*Records supplied:*
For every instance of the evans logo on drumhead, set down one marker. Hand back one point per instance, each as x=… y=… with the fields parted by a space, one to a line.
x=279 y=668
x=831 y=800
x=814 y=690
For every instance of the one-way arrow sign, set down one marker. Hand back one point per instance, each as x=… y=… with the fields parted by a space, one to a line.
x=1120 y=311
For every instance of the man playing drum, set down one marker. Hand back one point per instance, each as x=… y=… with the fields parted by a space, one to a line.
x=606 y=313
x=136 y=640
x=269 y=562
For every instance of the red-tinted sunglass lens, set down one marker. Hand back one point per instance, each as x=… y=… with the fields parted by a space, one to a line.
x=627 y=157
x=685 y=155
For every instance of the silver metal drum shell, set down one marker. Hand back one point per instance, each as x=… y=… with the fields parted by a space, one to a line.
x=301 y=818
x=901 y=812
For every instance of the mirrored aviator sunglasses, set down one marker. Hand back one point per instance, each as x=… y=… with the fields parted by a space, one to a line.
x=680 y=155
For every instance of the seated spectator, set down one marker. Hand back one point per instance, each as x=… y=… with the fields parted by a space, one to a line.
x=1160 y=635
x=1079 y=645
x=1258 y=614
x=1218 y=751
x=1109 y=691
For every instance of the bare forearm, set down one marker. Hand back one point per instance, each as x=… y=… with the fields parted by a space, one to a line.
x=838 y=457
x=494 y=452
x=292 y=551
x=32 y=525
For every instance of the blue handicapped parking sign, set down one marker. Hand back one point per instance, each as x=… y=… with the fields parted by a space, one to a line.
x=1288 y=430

*Set task:*
Rewrite the listing above with every "set down one marker" changed to "place one marker", leaving everything else as it is.

*Exercise solution:*
For every instance of the evans logo on drumhead, place one marker. Hand back one point per instance, each as x=… y=… with the fields parted by a space, one to a line.
x=279 y=668
x=831 y=800
x=814 y=690
For every instance of the one-way arrow sign, place one marker. Hand back one point per instance, each as x=… y=… with the fields parted by a space, one to a line.
x=1120 y=311
For every instance of the man playing drum, place one marker. Hand back one point per instance, each as x=… y=… with the fields parted by a space, one to a line.
x=606 y=313
x=136 y=640
x=269 y=562
For every instance of the red-tinted sunglass lens, place one marker. Hand back one point per instance, each as x=… y=… with the fields parted by a space, one to a line.
x=627 y=157
x=685 y=155
For every instance of the silver metal drum shell, place one marker. Hand back one point per instance, each as x=… y=… with the fields parted by a space, one to a line.
x=301 y=818
x=901 y=812
For every instance of the mirrored aviator sunglasses, place one marker. Hand back one point per instance, each as x=… y=… with the fields parted by a space, one to a line.
x=680 y=155
For every instance of the seated spectator, place one marker. Hand back one point per instance, each as x=… y=… with the fields parted by a space, one to a line.
x=1160 y=635
x=1079 y=645
x=1258 y=614
x=1218 y=751
x=1109 y=691
For every instance of the bare forearm, place one marker. Hand back one point per instance, each as x=… y=… with the fields parted by a space, one to a line.
x=838 y=457
x=494 y=452
x=292 y=551
x=32 y=525
For every instance of the blue handicapped parking sign, place one marker. Hand back one point per instance, each as x=… y=… with the fields parted by a space, one to a line.
x=1288 y=430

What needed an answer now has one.